### SELECTION

··········

Why not just explore ways to prevent, or simply catch, cheating? Before the ball dropped about Assist (when we possibly almost lost it forever), I had a long discussion with one of the admins/devs on xfire about some of the ways to deal with things like this. I've played this thing a long, long time -- at the very apex of competition we've been blessed to have in this game. Over a span of 10 years, I've been intimately familiarized with nearly every aspect of being an AA Player -- a "scrub," a "pubscrub," a "cheater," a "starter" on top teams, a "head admin" of a league, all the way to an "Anticheat" guy who infiltrated the hacking underworld, along with Reaper ACI.
When playing in these leagues and competitions -- Cal Invites, HTGN, TWL, AGC, Cevo Professional, etc -- there were similarities and differences in the way they handled matters like this. We can examine some of their successes and failures to determine effective ways to stop, underscore, and deter cheating.
But firstly, let's address some pivotal info about hacks. Hacks are pretty useless if you don't have the visuals (i.e. wallhacks, radars/esp, etc), especially if the cheater is attempting to be discrete about their cheating. If a cheater wants to 'aimbot,' they have to 'know' where the enemies are, so that they are not in the peculiar situation of multiple enemies being in their field of view, because this would make the player spin around everywhere like the Exorcist, constantly 'locking on' to heads (and the cheater better not EVER go idle, hahahah). This, of course, is a huge indicator of aimbot usage. Similarly, playing with no recoil is not a great idea for cheaters looking to hide their artificial "skills," as first-person spectating and bullet-spread decals will quickly highlight their digital malice. Without the visuals, fundamentally, all a hacker is really left with is "no-flash" (if their hack even has something like that). And no-flash is not enough to give them that great of an edge anyway, as they would have to "fake the funk" to prevent detection, so the point would be vacuous. So, with this info, let's examine the leagues and find some interesting information, which can EASILY help us in these modern days of Assist:
TWL -- it had an interesting run over the years, but after the first couple of major seasons, its significance and popularity began to wane, and slowly continued to do so, on up till the end, because of its insecure, yet stringent AC practices. TWL's AC could be easily bypassed. It did the basic stuff -- checked processes, scanned for extraneous things and general AA-centric system anomalies, but it barely ever caught "good" hacks. What made a hack "good" was not only its ability to bypass initial detection of a league's AC client and Punkbuster with its proprietary, constantly-updated hooking methods, but also its ability to discern the algorithm with which Punkbuster, and a league's AC client, use to capture players' screenshots (this is VERY important). Well, I don't think TWL ever got around to making its AC client take screenshots at all; and if it did, it captured them in a similar, "set," "static" fashion like PB's capturing method.

··········

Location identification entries
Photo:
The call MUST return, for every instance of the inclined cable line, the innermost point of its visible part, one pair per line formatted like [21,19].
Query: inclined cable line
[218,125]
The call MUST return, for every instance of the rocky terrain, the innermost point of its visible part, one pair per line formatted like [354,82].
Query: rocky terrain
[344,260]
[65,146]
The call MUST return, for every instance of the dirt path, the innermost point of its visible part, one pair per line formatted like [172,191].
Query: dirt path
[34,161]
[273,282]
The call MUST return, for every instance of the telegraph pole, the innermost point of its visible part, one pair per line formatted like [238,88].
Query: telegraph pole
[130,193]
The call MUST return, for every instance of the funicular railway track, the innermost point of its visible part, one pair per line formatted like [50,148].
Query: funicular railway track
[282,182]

··········

### THE TASKS
1. Reproduce the listing without any changes, starting at the line that contains "The call MUST return, for every instance of the dirt" and running through the end of the listing, with both ends included.
2. Write the next part of the passage on cheating and league anticheat practices, starting after its final sentence.

### OUTPUTS
1.
The call MUST return, for every instance of the dirt path, the innermost point of its visible part, one pair per line formatted like [172,191].
Query: dirt path
[34,161]
[273,282]
The call MUST return, for every instance of the telegraph pole, the innermost point of its visible part, one pair per line formatted like [238,88].
Query: telegraph pole
[130,193]
The call MUST return, for every instance of the funicular railway track, the innermost point of its visible part, one pair per line formatted like [50,148].
Query: funicular railway track
[282,182]

2.
If an AC client is coded to only capture screenshots in a "set" fashion -- say, every 96 seconds -- then this is blatant predictability. What I believe I was told about PB was that its "updates" incorporated different static "set" capturing methods, which then prompted hack developers to update their visuals-bypass functions to correspond with the modifications within the updates for PB (and whatever else they were attempting to circumvent). So, with no implemented method of capturing "good" hacks, what TWL resorted to -- which contributed, greatly, to its lack of relevance -- was ban people for all sorts of stuff, like linked accounts (even loosely linked), pub bans, forum bans/disruptions, and all manners of things that weren't even pertinent to playing in TWL itself and on its client. This, in itself, was a huge indicator that it had no trust in its AC client. Top, well-respected players in AA who have never touched a cheat, or even been accused of a cheat, have been permanently banned from TWL, but those players didn't even care, because no one really trusted TWL in the first place, EVEN WITH their strange, paranoid, anti-cheat measures.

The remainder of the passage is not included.